ABOUT THIS TASK:
Every line below should be given again without alteration.

----- MATERIAL FOR THE TASK

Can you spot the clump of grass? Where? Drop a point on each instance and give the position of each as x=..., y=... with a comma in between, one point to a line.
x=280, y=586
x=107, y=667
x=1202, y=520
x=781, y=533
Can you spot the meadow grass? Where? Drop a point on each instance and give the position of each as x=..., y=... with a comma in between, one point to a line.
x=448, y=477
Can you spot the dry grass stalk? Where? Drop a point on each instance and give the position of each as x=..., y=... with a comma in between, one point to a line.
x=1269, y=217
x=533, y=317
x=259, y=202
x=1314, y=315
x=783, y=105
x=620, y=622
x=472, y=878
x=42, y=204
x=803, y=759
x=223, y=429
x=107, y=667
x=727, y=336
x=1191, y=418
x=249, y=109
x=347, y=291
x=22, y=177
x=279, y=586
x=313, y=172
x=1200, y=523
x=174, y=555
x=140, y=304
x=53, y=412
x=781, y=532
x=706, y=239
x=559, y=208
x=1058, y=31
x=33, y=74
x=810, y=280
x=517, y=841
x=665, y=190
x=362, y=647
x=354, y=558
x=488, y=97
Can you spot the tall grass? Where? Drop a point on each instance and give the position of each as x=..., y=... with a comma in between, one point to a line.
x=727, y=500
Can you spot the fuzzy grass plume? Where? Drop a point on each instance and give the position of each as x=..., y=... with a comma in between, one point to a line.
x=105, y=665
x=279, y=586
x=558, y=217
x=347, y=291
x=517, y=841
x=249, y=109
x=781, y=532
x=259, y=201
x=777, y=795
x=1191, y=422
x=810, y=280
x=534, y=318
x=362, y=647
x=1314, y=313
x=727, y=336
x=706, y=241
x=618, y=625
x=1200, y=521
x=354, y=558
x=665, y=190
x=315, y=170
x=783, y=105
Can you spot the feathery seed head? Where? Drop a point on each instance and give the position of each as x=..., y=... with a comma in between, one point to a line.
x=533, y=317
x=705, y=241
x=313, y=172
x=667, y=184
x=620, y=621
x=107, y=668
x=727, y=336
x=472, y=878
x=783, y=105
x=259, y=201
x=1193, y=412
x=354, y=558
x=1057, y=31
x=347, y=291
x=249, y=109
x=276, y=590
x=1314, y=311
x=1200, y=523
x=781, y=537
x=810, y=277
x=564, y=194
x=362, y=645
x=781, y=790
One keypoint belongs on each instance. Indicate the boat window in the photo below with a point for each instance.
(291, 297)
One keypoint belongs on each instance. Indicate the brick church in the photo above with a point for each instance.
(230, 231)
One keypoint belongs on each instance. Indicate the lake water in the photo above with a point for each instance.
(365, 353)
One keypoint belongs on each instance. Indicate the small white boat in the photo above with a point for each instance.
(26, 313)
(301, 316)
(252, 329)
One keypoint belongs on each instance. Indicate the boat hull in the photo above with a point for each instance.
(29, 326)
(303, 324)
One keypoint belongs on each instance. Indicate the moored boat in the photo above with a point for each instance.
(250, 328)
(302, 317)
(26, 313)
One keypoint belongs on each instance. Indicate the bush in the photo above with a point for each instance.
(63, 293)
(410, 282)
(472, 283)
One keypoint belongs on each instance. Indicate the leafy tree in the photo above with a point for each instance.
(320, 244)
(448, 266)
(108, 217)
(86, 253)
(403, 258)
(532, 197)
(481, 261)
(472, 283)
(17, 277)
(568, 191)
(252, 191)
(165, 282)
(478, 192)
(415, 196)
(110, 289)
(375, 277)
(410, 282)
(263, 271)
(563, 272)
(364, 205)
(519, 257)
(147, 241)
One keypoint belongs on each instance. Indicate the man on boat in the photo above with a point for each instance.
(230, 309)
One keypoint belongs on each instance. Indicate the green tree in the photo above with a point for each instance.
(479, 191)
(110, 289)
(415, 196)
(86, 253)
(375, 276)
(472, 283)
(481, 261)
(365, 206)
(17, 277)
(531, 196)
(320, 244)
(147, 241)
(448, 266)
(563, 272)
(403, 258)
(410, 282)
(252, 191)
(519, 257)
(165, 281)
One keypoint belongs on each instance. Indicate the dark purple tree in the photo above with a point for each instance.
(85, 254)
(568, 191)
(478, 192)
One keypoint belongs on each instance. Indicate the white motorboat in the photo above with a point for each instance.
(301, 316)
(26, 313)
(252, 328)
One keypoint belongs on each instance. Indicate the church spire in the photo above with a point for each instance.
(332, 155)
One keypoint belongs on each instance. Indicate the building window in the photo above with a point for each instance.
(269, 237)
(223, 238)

----------

OUTPUT OF THE EXERCISE:
Can you spot the clump of grass? Where? Drop a point on each instance and give the position of each as x=..., y=... with a comma in between, one point to a line.
x=280, y=586
x=107, y=667
x=1202, y=520
x=781, y=533
Can you spot the meadow grass? Where? Drop a point on each instance and give the position of each as x=..., y=... with a comma in between, one point to a line.
x=448, y=477
Can you spot the dry grass stalk? Where? Drop a point on each instance and give the position of each as x=..., y=... with a comma in between, one point to a line.
x=1269, y=217
x=533, y=317
x=259, y=202
x=1314, y=315
x=783, y=105
x=620, y=622
x=472, y=878
x=42, y=204
x=803, y=759
x=223, y=429
x=107, y=667
x=727, y=336
x=1191, y=418
x=249, y=109
x=347, y=291
x=22, y=177
x=279, y=586
x=313, y=172
x=1200, y=523
x=174, y=555
x=140, y=304
x=53, y=412
x=781, y=532
x=706, y=239
x=559, y=208
x=1058, y=31
x=33, y=74
x=810, y=280
x=517, y=841
x=665, y=190
x=362, y=647
x=354, y=558
x=488, y=97
Can you spot the tall grass? Where? Drop a point on each instance and give the position of each as x=..., y=... with a comma in between, one point to a line.
x=727, y=500
Can you spot the fuzzy grass plume? Where? Drop a point on each instance and give the position of each as x=..., y=... with a comma in between, one point to a line.
x=105, y=665
x=279, y=586
x=558, y=217
x=347, y=291
x=517, y=841
x=249, y=109
x=781, y=532
x=259, y=201
x=777, y=795
x=1191, y=422
x=810, y=280
x=534, y=318
x=362, y=647
x=1314, y=313
x=727, y=336
x=706, y=241
x=618, y=625
x=1200, y=521
x=354, y=558
x=665, y=190
x=315, y=170
x=783, y=105
Can you spot the feathery seed head? Where? Drop a point on each instance and give the position of each as x=..., y=... with a comma in between, one point to a line.
x=533, y=317
x=705, y=241
x=313, y=172
x=667, y=184
x=620, y=621
x=107, y=668
x=727, y=336
x=472, y=878
x=783, y=105
x=259, y=201
x=1193, y=412
x=354, y=558
x=1057, y=31
x=347, y=291
x=249, y=109
x=276, y=590
x=1314, y=311
x=1200, y=523
x=781, y=537
x=810, y=277
x=564, y=194
x=362, y=645
x=781, y=790
One keypoint belongs on each instance. Indicate the boat window in the photo below with a point for each instance.
(291, 297)
One keypoint belongs on each instance. Indicate the brick church in the photo above with a point for each instance.
(230, 231)
One keypoint belongs on each instance. Indicate the lake water in the photo above with a point for each instance.
(365, 353)
One keypoint belongs on each instance. Indicate the small white boat in the photo above with a point for each instance.
(26, 313)
(301, 316)
(252, 329)
One keypoint belongs on each instance. Indicate the boat hull in the photo above with a point for each instance.
(29, 326)
(303, 324)
One keypoint belongs on each instance. Indicate the moored boat in the photo above with a point for each instance.
(250, 328)
(302, 317)
(26, 313)
One keypoint belongs on each instance. Indicate the bush in the photo above with a point for each instance.
(63, 293)
(410, 282)
(472, 283)
One keypoint belongs on each instance. Indicate the leafy tree in the photo above with a point for each instance.
(320, 244)
(448, 266)
(108, 217)
(86, 253)
(403, 258)
(532, 197)
(481, 261)
(472, 283)
(17, 277)
(568, 191)
(252, 191)
(165, 282)
(478, 192)
(415, 196)
(110, 289)
(375, 277)
(410, 282)
(263, 271)
(563, 272)
(364, 205)
(519, 257)
(147, 241)
One keypoint belongs on each instance. Indicate the man on boat in the photo above with a point for each instance.
(230, 309)
One keypoint belongs on each instance. Indicate the green tree in the photo above with a point for each instance.
(479, 191)
(110, 289)
(415, 196)
(86, 253)
(375, 276)
(472, 283)
(481, 261)
(365, 206)
(17, 277)
(531, 196)
(320, 244)
(147, 241)
(448, 266)
(563, 272)
(403, 258)
(410, 282)
(252, 191)
(519, 257)
(165, 281)
One keypoint belongs on each instance. Indicate the dark purple tree in the photo above with a point for each instance.
(85, 254)
(568, 191)
(478, 192)
One keypoint belongs on each instance. Indicate the white motorboat in the photo above with a point for each instance.
(301, 316)
(26, 313)
(252, 328)
One keypoint belongs on each instance. Indicate the church spire in the photo above with a point for each instance.
(332, 155)
One keypoint belongs on each instance. Indicate the building window in the photo above with a point for each instance.
(269, 237)
(223, 238)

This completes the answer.